= Job =
Reproduce the stretch of items below from the line containing "Target: brown leather shoe" through the line containing "x=1026 y=516", replacing "pin" with "marker" throughout and keeping everything else unchanged.

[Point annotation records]

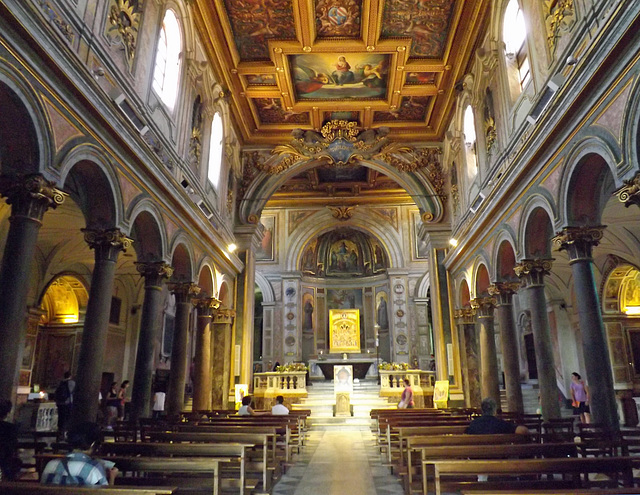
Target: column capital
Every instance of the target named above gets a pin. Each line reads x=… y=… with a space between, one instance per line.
x=465 y=316
x=30 y=195
x=154 y=271
x=224 y=315
x=484 y=306
x=578 y=241
x=532 y=271
x=107 y=243
x=206 y=305
x=503 y=292
x=629 y=194
x=184 y=291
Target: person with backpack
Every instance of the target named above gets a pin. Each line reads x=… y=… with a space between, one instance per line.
x=64 y=401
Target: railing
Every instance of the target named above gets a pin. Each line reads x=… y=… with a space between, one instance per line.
x=280 y=383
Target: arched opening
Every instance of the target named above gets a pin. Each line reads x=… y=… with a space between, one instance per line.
x=59 y=331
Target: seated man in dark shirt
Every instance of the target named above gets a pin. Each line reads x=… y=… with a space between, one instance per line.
x=488 y=424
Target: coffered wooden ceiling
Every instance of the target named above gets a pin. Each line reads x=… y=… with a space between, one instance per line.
x=299 y=63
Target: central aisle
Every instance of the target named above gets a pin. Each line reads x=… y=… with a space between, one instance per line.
x=339 y=461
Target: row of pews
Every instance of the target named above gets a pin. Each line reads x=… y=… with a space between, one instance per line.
x=429 y=451
x=207 y=453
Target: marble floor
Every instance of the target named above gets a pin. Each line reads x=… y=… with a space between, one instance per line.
x=338 y=462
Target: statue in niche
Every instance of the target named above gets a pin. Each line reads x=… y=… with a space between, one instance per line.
x=383 y=315
x=307 y=322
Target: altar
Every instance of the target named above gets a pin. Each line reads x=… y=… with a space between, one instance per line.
x=362 y=366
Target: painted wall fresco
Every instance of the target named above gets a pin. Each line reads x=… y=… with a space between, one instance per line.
x=254 y=22
x=338 y=18
x=412 y=108
x=328 y=76
x=270 y=111
x=426 y=21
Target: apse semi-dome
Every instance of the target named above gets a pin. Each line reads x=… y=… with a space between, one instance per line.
x=344 y=252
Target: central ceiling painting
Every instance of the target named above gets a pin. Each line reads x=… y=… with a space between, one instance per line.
x=298 y=63
x=322 y=76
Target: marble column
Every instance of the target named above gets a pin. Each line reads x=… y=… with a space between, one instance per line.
x=30 y=197
x=154 y=273
x=531 y=272
x=107 y=245
x=489 y=384
x=248 y=238
x=221 y=352
x=202 y=365
x=183 y=293
x=466 y=318
x=503 y=292
x=578 y=242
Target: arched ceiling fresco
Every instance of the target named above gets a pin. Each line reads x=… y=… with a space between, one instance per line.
x=300 y=63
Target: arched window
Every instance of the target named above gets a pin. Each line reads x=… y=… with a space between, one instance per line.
x=514 y=34
x=167 y=71
x=215 y=150
x=469 y=130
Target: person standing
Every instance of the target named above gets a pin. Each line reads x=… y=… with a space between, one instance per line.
x=406 y=399
x=64 y=401
x=279 y=409
x=580 y=398
x=158 y=403
x=122 y=398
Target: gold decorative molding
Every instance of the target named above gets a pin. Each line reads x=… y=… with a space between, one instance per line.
x=559 y=15
x=124 y=17
x=342 y=213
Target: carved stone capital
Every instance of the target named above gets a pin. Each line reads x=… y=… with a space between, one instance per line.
x=532 y=271
x=466 y=316
x=107 y=243
x=629 y=194
x=224 y=316
x=484 y=306
x=30 y=195
x=503 y=292
x=578 y=241
x=154 y=272
x=206 y=305
x=184 y=291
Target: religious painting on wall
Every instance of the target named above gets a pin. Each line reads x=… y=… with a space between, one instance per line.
x=327 y=76
x=266 y=249
x=420 y=250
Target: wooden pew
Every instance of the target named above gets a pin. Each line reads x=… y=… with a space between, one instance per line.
x=430 y=454
x=427 y=443
x=204 y=444
x=461 y=475
x=23 y=488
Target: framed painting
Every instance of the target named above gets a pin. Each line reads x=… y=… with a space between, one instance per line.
x=267 y=249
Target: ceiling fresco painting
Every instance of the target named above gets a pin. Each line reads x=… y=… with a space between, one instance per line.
x=421 y=78
x=271 y=112
x=367 y=61
x=426 y=21
x=338 y=18
x=255 y=22
x=327 y=77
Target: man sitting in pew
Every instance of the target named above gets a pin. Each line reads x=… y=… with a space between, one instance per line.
x=488 y=424
x=78 y=468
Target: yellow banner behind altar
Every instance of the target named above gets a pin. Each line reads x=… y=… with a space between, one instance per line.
x=344 y=330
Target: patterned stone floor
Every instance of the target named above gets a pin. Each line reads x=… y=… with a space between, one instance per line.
x=339 y=461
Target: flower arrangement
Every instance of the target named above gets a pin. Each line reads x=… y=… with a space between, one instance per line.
x=384 y=366
x=285 y=368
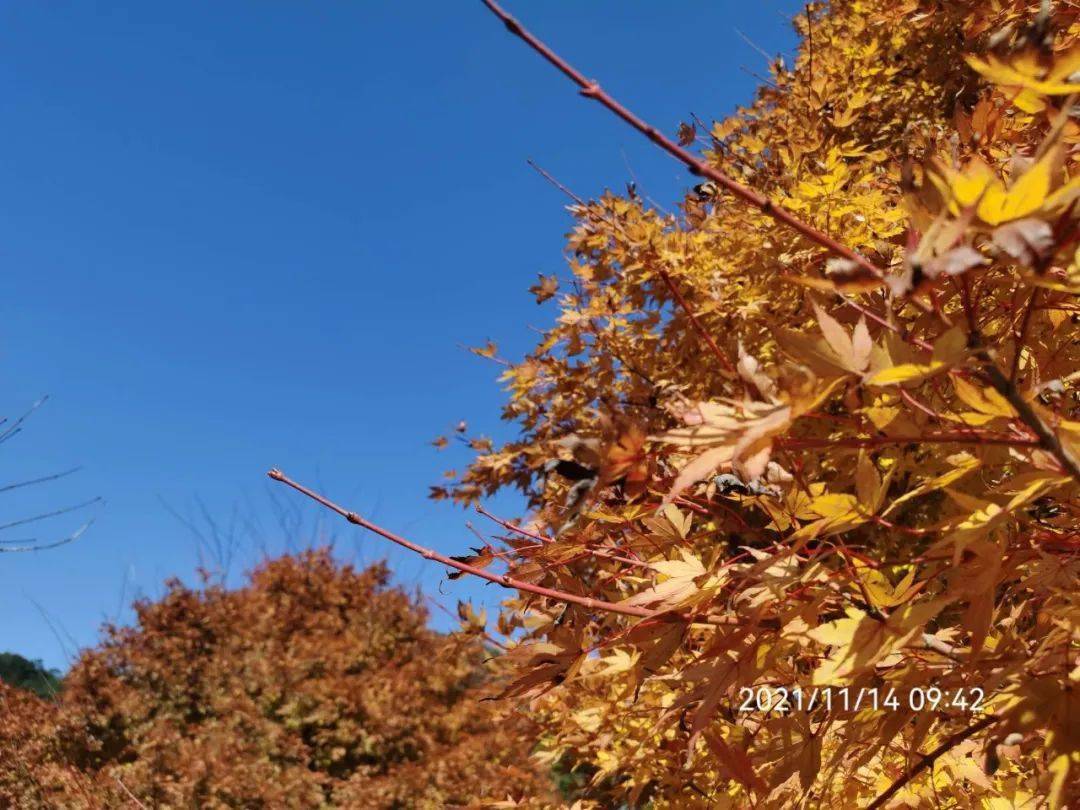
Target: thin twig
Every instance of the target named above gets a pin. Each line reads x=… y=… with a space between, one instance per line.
x=503 y=580
x=929 y=759
x=41 y=547
x=42 y=516
x=42 y=480
x=592 y=90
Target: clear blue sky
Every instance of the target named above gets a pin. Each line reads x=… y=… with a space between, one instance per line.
x=253 y=233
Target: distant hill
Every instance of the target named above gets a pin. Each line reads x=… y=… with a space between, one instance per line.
x=30 y=675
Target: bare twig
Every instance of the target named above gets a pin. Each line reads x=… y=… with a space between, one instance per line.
x=42 y=480
x=592 y=90
x=41 y=547
x=503 y=580
x=35 y=518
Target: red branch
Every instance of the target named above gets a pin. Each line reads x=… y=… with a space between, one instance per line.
x=929 y=759
x=503 y=580
x=592 y=90
x=994 y=375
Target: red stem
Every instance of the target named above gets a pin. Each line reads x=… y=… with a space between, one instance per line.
x=503 y=580
x=592 y=90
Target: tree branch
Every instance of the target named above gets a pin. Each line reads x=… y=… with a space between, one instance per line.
x=929 y=759
x=502 y=580
x=592 y=90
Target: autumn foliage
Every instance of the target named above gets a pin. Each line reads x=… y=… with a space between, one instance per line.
x=313 y=686
x=841 y=453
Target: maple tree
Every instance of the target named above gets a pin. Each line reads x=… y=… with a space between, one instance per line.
x=315 y=685
x=817 y=428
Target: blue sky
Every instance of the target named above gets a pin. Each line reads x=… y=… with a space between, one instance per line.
x=257 y=233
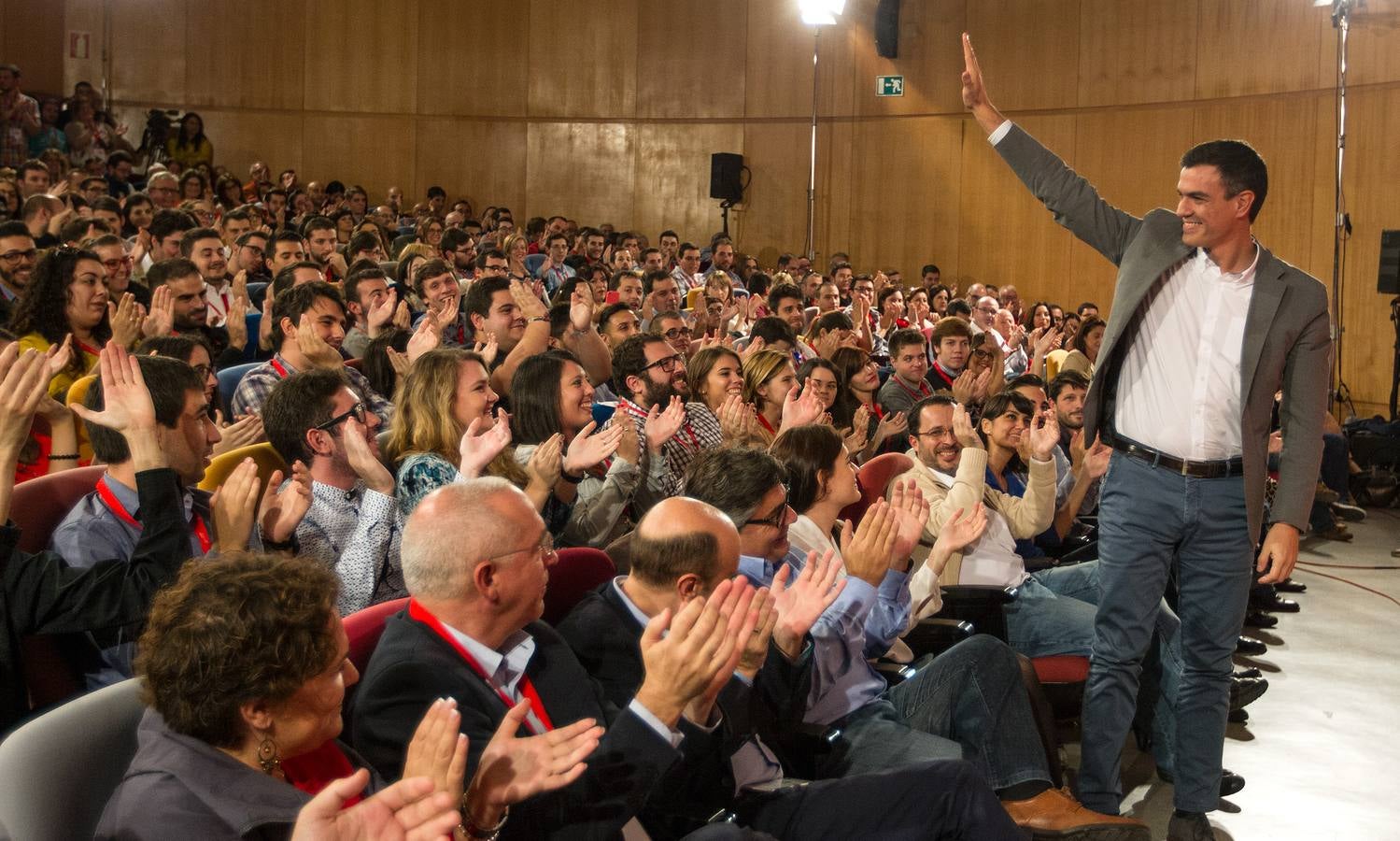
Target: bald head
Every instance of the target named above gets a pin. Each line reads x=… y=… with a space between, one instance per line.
x=684 y=537
x=437 y=563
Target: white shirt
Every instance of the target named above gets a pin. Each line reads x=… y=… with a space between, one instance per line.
x=1179 y=387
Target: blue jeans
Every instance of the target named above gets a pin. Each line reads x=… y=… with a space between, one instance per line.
x=1151 y=521
x=1053 y=614
x=969 y=703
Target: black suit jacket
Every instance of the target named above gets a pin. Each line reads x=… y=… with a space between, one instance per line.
x=412 y=666
x=606 y=638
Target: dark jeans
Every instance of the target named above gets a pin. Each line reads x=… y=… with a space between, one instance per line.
x=1151 y=519
x=969 y=703
x=945 y=799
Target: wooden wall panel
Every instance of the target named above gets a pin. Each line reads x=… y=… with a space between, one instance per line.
x=480 y=160
x=150 y=53
x=1004 y=235
x=246 y=53
x=690 y=58
x=584 y=59
x=930 y=59
x=374 y=151
x=241 y=137
x=1246 y=47
x=672 y=177
x=774 y=210
x=1136 y=182
x=1029 y=50
x=917 y=223
x=586 y=171
x=1137 y=52
x=474 y=59
x=361 y=56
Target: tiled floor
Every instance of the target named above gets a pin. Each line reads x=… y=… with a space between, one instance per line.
x=1322 y=748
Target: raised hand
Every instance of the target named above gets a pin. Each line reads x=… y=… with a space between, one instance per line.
x=869 y=549
x=126 y=404
x=235 y=506
x=488 y=349
x=283 y=509
x=479 y=448
x=1045 y=435
x=427 y=336
x=407 y=810
x=911 y=515
x=125 y=319
x=802 y=600
x=318 y=352
x=662 y=426
x=801 y=406
x=438 y=748
x=514 y=768
x=240 y=434
x=587 y=449
x=362 y=459
x=160 y=320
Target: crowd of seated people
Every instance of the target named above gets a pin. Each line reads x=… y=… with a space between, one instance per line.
x=449 y=397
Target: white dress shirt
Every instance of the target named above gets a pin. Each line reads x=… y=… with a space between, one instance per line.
x=1179 y=387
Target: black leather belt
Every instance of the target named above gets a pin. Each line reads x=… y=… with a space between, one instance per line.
x=1215 y=468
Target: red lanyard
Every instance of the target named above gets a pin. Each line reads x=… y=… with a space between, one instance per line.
x=120 y=512
x=692 y=439
x=923 y=389
x=527 y=687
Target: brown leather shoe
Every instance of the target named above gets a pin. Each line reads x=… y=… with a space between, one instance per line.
x=1054 y=813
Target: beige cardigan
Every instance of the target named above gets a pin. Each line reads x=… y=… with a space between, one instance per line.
x=1026 y=516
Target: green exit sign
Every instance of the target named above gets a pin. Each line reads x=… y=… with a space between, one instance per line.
x=889 y=86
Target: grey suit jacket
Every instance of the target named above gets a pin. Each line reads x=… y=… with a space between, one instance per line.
x=1287 y=336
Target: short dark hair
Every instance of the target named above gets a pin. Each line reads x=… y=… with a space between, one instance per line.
x=1066 y=380
x=734 y=479
x=905 y=336
x=187 y=243
x=782 y=292
x=771 y=328
x=1239 y=165
x=248 y=628
x=807 y=451
x=939 y=398
x=630 y=361
x=296 y=404
x=297 y=300
x=168 y=380
x=477 y=299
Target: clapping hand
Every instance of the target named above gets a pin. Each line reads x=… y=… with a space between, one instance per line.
x=802 y=600
x=285 y=507
x=479 y=448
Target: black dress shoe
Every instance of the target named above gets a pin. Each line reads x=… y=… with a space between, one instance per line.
x=1231 y=782
x=1249 y=647
x=1257 y=619
x=1246 y=690
x=1273 y=603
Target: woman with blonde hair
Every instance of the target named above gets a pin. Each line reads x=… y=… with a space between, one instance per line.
x=431 y=448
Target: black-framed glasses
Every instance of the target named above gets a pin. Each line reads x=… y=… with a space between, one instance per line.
x=777 y=519
x=667 y=363
x=356 y=411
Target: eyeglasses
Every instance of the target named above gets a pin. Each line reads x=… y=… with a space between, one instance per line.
x=357 y=411
x=544 y=549
x=667 y=363
x=779 y=518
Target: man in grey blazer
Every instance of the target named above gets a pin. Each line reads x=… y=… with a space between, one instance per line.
x=1206 y=327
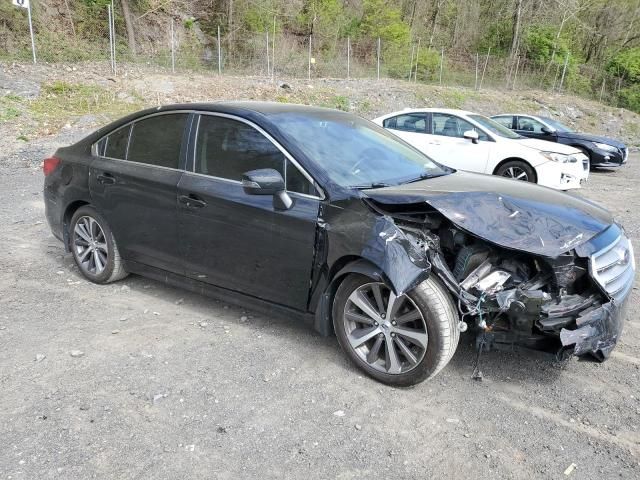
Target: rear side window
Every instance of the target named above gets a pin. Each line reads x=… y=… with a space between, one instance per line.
x=504 y=121
x=116 y=143
x=409 y=122
x=157 y=140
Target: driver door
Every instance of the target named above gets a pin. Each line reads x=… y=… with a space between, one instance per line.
x=238 y=241
x=450 y=148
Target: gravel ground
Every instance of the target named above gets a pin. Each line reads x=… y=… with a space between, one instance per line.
x=138 y=379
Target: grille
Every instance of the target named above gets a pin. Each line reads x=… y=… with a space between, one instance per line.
x=614 y=267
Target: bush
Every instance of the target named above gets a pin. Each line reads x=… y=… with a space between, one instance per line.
x=630 y=97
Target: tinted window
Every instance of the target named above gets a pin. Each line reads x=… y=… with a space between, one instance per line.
x=504 y=121
x=228 y=148
x=408 y=122
x=527 y=124
x=297 y=182
x=452 y=126
x=116 y=143
x=352 y=151
x=157 y=140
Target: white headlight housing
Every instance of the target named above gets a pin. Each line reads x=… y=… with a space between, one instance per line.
x=605 y=147
x=556 y=157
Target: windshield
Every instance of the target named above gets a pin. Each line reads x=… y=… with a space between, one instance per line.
x=555 y=124
x=355 y=152
x=494 y=127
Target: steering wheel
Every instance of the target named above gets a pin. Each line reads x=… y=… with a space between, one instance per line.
x=366 y=154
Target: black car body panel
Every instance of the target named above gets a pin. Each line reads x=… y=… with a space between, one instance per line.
x=584 y=141
x=207 y=234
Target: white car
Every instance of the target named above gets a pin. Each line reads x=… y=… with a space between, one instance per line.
x=472 y=142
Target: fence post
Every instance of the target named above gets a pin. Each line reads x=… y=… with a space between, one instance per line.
x=219 y=54
x=111 y=53
x=173 y=50
x=378 y=58
x=348 y=58
x=268 y=56
x=484 y=69
x=564 y=70
x=273 y=59
x=413 y=50
x=515 y=74
x=309 y=73
x=415 y=78
x=475 y=87
x=33 y=43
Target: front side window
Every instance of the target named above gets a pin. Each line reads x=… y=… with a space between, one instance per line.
x=115 y=145
x=504 y=121
x=527 y=124
x=452 y=126
x=228 y=148
x=408 y=122
x=157 y=140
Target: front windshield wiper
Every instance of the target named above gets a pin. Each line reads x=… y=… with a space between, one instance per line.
x=371 y=185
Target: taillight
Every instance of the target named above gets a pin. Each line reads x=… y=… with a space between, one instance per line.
x=49 y=165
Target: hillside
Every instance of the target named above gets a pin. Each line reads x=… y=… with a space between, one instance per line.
x=38 y=101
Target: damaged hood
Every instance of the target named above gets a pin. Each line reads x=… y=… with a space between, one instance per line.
x=512 y=214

= The solution =
Target: brown leather shoe
Every instance of the target named above gets a marker. Each line reads x=… y=… with a space between, one instance per line.
x=1054 y=813
Target: beige cardigan
Every instance of the target named above gets a marker. Each line reads x=… y=… with a space between, one instance per line.
x=1026 y=516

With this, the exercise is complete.